WRITTEN PROBLEM —
Pull out the lines word for word, starting with the line that has "Locate every instance of the green shrub" and continuing through the very last line, both included.

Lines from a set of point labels
================================

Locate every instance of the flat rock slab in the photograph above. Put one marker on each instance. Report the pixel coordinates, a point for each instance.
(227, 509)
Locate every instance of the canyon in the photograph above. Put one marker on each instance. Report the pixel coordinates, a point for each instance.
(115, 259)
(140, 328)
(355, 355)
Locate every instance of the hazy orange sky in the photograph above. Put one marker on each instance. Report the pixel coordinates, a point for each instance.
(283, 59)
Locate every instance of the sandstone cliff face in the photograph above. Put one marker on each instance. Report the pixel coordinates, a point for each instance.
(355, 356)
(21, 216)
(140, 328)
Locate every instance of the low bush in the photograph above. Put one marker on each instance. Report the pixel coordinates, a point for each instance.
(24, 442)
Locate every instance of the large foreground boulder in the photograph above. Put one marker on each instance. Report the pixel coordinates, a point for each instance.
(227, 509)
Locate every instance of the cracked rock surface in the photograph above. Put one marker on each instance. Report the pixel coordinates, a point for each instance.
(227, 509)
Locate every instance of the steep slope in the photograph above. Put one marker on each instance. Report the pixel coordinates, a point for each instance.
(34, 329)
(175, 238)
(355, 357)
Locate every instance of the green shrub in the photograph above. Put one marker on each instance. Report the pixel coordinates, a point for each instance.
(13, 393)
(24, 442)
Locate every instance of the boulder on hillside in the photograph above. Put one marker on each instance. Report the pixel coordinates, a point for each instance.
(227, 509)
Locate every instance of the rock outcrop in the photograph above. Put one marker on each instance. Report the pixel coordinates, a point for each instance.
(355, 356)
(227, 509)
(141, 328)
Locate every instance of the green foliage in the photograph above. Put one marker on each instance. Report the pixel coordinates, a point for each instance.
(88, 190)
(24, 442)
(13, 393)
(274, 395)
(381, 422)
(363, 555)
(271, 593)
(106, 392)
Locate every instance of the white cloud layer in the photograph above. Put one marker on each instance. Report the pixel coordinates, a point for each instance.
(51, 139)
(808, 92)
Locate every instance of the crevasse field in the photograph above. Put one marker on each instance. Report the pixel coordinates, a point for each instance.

================================

COMPLETE RESPONSE —
Locate every instance of the green shrub in the photograph above. Put one marker on each instance. Report the pixel coordinates, a point for each instance.
(13, 393)
(24, 442)
Locate every instance of the boulder on hillside in the photograph above. Put one marker on each instance. Report the pixel coordinates, a point for each instance.
(227, 509)
Locate every instance of the rock outcrop in the photograph above. Put one marker on each instance. Report the pixel coordinates, a point for each instance.
(355, 356)
(227, 509)
(141, 328)
Locate every instance of the green foliage in the photograph above. Put one marker on each instance. Report the pixel coordinates, a point for each instance.
(88, 190)
(24, 442)
(13, 393)
(274, 395)
(381, 422)
(363, 555)
(271, 593)
(106, 392)
Locate every instance of the white cloud layer in the photograph above. Put one marker on each instance. Report the pixel coordinates, a point for each instance.
(51, 139)
(808, 92)
Locate every instance of the crevasse field in the photograph above. Put one marker on each instance. Report the pixel coordinates, a point for each instance.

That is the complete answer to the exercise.